* [Stored items from a collection]:
'''
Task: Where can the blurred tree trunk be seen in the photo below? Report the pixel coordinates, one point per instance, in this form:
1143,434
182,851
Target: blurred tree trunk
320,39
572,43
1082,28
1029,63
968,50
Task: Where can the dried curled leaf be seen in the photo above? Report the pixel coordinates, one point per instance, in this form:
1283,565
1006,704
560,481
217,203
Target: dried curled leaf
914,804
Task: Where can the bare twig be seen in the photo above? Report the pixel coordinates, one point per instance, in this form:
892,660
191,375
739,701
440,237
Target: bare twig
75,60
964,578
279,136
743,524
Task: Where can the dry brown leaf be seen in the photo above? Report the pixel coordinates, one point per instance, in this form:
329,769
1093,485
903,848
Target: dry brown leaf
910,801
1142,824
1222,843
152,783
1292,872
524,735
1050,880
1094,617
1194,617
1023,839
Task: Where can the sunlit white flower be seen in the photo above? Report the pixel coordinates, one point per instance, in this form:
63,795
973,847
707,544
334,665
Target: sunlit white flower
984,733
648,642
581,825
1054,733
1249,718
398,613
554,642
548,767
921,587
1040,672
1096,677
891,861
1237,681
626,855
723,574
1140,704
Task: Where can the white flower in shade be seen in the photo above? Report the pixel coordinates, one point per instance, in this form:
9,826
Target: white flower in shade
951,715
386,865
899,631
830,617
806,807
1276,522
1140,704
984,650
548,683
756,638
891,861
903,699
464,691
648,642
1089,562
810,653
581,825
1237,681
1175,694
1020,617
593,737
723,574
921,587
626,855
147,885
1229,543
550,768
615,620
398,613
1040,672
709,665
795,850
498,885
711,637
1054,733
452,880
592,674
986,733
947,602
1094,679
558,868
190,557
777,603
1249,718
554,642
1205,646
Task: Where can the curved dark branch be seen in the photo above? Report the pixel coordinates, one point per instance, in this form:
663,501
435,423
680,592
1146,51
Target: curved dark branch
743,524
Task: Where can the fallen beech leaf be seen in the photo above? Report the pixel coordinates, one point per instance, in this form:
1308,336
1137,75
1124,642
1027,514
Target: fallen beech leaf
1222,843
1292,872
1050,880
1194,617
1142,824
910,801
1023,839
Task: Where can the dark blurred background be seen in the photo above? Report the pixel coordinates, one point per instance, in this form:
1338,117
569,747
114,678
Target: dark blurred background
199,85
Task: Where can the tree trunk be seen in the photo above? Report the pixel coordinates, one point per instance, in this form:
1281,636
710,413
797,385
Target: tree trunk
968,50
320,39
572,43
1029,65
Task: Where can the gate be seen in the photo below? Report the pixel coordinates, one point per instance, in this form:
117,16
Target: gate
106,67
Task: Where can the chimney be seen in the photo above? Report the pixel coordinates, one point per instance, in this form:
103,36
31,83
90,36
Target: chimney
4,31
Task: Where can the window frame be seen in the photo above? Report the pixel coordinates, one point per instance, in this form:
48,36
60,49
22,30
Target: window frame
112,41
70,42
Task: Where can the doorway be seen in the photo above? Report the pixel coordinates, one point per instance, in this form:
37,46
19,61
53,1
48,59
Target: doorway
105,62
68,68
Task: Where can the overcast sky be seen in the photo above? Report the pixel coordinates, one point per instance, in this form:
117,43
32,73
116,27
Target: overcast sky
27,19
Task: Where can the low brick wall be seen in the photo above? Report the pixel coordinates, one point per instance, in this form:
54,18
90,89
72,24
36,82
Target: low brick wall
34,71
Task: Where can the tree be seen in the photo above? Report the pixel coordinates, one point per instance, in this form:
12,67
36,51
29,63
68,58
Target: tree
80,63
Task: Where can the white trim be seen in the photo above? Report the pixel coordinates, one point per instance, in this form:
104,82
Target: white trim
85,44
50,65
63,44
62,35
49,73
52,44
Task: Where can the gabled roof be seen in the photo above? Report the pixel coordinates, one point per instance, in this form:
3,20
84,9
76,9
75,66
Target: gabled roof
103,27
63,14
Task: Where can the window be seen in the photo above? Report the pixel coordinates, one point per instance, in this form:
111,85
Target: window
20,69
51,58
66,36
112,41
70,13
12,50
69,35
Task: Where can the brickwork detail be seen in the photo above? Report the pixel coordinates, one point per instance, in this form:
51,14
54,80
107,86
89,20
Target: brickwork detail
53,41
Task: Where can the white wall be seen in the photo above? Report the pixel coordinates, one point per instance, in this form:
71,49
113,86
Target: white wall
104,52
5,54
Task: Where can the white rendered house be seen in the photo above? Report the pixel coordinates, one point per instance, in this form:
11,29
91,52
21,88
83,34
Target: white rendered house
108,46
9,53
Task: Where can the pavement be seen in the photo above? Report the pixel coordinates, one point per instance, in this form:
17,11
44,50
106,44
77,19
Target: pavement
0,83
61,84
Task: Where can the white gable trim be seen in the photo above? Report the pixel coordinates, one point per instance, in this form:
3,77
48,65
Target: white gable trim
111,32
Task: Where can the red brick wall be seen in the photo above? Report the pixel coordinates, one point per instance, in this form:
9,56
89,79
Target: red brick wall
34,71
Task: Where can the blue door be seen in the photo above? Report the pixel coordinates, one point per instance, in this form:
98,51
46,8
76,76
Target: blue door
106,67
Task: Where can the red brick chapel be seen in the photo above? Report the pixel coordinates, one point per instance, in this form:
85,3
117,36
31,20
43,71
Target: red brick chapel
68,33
'''
* [Task to carry out]: The lines that mention the word "below" should be pulled from the records above.

* [Exercise result]:
Task: Where can the blurred tree trunk be seen in the photo below? Report the pixel coordinates, one point per instance, in this form:
Task: Where can the gate be seen in the photo below? Report the pixel coordinates, one point per instance, in this form:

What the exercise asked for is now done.